• _DIRECTIONS FOR THIS TASK_: Reproduce the items below line for line, starting at the very first line and ending at the line that contains "2,109 -> 141,225", with both of those lines included.

Rows from a box-labeling dataset
------------------------------------------------

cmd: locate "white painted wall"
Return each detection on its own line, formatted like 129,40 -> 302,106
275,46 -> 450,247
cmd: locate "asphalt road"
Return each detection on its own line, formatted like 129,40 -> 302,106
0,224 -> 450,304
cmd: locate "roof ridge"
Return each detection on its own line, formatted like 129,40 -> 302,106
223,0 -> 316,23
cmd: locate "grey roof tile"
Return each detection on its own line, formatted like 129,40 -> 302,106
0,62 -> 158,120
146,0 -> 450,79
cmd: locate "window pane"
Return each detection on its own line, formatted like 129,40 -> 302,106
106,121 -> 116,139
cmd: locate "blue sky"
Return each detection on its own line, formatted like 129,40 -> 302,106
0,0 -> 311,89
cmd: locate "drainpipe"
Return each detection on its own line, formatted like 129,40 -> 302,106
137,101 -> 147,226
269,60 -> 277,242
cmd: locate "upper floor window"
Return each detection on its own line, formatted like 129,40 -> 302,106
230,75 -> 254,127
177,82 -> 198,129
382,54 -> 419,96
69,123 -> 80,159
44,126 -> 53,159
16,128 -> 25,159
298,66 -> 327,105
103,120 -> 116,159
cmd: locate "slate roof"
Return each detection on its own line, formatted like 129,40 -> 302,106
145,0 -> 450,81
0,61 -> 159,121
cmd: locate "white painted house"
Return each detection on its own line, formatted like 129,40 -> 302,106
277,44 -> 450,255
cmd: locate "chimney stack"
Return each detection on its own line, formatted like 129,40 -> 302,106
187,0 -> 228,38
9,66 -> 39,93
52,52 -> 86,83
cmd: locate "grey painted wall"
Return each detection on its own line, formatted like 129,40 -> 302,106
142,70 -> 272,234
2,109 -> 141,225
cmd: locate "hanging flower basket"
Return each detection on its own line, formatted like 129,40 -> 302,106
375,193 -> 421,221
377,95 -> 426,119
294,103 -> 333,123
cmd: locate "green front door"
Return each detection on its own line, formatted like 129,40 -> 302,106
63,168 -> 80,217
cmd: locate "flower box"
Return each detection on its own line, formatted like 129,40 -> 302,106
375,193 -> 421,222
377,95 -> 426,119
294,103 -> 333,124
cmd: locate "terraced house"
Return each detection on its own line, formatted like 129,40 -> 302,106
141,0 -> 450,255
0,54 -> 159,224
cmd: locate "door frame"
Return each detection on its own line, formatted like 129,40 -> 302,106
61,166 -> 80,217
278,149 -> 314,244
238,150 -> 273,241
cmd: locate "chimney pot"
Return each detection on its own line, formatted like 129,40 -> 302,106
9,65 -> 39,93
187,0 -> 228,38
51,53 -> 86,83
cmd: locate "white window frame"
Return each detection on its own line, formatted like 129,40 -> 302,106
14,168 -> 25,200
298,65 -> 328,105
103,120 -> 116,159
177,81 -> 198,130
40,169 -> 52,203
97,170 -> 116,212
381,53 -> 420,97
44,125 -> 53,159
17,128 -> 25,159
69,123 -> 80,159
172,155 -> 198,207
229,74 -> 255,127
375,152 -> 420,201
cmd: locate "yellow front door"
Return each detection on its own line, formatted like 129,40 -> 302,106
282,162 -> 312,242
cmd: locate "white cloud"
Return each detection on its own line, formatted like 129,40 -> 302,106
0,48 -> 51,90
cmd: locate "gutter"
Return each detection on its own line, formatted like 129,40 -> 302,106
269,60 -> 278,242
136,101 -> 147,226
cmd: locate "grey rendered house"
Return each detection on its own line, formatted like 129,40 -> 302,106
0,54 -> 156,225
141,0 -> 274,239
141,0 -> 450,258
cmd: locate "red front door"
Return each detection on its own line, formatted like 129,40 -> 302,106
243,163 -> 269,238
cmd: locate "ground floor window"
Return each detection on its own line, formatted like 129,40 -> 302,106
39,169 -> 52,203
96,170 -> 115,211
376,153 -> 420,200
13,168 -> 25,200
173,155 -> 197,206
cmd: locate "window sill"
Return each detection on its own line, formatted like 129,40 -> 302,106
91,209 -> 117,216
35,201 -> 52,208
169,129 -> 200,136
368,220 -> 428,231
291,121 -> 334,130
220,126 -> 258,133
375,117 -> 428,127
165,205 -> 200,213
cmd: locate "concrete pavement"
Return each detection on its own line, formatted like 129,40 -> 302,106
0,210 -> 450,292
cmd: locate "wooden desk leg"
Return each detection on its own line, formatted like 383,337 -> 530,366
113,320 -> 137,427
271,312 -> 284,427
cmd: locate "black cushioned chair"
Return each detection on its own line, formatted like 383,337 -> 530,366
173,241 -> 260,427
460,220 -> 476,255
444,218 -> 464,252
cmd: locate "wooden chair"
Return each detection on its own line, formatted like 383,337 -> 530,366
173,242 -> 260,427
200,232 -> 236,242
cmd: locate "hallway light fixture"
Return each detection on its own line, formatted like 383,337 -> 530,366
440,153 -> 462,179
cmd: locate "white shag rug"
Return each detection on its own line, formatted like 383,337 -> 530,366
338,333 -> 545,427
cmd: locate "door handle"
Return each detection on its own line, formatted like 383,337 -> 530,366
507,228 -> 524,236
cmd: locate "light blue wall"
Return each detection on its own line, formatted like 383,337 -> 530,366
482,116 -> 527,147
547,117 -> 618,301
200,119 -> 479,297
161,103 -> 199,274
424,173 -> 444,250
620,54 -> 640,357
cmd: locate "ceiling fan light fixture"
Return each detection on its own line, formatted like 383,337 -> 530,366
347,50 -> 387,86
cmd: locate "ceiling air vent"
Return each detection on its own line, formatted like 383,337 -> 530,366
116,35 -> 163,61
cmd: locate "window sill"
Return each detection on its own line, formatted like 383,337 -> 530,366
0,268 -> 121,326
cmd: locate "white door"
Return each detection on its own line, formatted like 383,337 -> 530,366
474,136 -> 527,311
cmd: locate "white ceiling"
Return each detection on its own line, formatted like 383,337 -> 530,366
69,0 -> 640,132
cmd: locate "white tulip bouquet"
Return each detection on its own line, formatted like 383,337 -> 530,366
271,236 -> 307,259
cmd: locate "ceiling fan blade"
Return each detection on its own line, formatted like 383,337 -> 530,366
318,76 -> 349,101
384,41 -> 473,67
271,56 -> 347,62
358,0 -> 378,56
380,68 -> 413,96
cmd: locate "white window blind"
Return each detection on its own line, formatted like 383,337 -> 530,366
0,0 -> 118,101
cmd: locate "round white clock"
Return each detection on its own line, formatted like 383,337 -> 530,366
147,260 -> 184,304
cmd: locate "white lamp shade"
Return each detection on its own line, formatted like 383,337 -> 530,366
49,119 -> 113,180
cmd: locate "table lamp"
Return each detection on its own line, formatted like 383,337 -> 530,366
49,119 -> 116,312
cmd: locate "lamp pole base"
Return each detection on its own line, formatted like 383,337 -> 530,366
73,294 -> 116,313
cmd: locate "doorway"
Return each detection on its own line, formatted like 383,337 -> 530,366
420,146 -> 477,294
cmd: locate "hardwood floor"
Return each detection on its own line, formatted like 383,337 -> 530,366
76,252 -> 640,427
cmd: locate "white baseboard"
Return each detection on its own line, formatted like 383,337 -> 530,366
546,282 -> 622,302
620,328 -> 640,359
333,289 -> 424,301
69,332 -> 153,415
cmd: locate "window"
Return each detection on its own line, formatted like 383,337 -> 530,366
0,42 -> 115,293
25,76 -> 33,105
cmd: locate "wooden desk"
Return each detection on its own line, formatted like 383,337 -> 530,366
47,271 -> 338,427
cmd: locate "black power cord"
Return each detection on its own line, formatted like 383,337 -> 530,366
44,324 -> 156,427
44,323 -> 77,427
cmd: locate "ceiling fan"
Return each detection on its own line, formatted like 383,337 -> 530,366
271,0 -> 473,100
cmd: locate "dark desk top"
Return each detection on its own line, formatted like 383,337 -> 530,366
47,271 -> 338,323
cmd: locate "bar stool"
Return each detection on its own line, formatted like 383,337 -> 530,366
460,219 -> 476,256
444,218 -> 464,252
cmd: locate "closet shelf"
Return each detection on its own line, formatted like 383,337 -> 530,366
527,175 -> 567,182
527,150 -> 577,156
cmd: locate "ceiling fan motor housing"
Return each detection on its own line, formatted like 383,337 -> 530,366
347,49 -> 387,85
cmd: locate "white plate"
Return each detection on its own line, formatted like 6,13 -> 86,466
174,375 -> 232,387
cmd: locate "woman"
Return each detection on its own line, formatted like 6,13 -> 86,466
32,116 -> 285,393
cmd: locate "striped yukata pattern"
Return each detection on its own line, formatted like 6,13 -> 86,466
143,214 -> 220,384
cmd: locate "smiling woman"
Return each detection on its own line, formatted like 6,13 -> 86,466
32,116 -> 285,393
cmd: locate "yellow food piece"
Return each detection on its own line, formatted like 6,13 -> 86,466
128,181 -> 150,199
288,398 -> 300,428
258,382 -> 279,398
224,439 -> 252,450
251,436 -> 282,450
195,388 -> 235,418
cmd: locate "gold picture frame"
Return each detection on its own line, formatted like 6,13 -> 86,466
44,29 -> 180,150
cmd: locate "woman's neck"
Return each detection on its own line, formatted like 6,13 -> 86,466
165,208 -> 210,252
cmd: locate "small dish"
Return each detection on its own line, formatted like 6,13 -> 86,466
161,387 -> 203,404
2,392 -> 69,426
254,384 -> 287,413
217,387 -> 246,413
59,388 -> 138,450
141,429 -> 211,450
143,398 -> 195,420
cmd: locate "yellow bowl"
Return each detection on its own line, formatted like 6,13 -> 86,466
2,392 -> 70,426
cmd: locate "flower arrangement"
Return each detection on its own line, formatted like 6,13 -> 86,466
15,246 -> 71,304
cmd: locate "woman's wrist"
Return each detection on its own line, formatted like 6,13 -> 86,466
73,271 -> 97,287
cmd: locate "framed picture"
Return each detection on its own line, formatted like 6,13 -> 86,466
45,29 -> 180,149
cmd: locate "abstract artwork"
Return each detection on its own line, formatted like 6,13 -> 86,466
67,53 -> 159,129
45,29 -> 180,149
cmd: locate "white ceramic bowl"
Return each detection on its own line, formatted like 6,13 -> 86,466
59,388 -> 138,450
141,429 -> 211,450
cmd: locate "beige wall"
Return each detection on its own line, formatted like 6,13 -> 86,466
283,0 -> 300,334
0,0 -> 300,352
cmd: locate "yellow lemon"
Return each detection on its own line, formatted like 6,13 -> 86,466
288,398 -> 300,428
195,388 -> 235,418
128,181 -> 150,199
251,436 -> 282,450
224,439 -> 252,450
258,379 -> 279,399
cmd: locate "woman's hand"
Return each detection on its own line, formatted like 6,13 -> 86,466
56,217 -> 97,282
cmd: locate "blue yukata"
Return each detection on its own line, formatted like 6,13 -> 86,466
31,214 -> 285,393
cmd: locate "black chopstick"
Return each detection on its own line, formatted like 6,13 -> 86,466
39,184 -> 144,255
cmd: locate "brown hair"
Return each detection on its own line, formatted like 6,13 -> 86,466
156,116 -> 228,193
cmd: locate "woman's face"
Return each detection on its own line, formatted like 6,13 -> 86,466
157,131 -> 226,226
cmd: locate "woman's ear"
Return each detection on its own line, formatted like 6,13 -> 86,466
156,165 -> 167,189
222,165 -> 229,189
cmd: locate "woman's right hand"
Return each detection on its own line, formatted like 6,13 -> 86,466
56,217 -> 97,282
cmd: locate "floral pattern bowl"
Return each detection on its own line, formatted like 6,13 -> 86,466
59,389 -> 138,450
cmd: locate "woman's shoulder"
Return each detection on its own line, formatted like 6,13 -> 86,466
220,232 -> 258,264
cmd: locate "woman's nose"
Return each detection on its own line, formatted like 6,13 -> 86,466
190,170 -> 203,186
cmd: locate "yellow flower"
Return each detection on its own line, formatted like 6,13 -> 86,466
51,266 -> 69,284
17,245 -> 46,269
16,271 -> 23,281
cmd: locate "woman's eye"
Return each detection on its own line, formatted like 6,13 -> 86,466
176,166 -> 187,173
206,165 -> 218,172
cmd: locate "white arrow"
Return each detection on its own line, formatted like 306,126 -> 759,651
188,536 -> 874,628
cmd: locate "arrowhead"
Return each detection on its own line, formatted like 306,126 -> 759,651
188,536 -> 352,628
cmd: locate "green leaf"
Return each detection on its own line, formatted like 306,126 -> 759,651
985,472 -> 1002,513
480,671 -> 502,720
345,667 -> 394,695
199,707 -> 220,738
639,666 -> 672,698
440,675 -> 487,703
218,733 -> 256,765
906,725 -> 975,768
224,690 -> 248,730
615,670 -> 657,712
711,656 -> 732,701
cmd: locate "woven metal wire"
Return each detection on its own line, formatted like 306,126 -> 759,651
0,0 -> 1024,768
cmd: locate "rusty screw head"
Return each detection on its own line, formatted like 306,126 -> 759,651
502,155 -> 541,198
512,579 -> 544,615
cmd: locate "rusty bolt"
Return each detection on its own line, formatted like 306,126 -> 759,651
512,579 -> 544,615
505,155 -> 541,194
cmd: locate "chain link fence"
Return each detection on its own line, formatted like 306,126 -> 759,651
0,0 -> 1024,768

------------------------------------------------

• _RESPONSE TO THIS EXERCISE_:
cmd: locate "white painted wall"
Return each detection on its own line, formatted like 129,40 -> 302,106
275,46 -> 450,247
cmd: locate "asphalt road"
Return each detection on its own line, formatted like 129,40 -> 302,106
0,224 -> 450,304
cmd: locate "roof ridge"
Return each detection on its own line, formatted like 129,40 -> 302,106
223,0 -> 316,23
cmd: locate "grey roof tile"
Return each detection on its own line, formatted like 129,40 -> 302,106
0,62 -> 158,120
146,0 -> 450,79
cmd: locate "window pane"
Return each detection on its own line, formatted like 129,40 -> 302,106
106,121 -> 116,139
cmd: locate "blue sky"
Return each detection on its own line, formatted like 129,40 -> 302,106
0,0 -> 311,89
cmd: locate "drainpipe"
Return each detection on its own line, formatted like 129,40 -> 302,106
137,101 -> 147,226
269,60 -> 277,242
cmd: locate "upper floor window"
Return each detection on its own line, formatted like 129,40 -> 302,106
230,75 -> 254,127
177,82 -> 198,129
382,54 -> 419,96
69,123 -> 80,159
44,126 -> 53,159
16,128 -> 25,159
298,66 -> 327,105
103,120 -> 116,159
cmd: locate "slate roof"
Return each detection on its own line, formatted like 129,40 -> 302,106
145,0 -> 450,81
0,61 -> 159,121
cmd: locate "white painted house"
Return each detection on its own line, formatted like 129,40 -> 302,106
277,44 -> 450,255
cmd: locate "chimney stack"
Return each detection on its own line, formatted like 129,40 -> 302,106
187,0 -> 228,38
9,66 -> 39,93
52,52 -> 86,83
cmd: locate "grey painted wall"
Return each detection on its own line, formatted like 129,40 -> 302,106
142,70 -> 272,234
2,109 -> 141,225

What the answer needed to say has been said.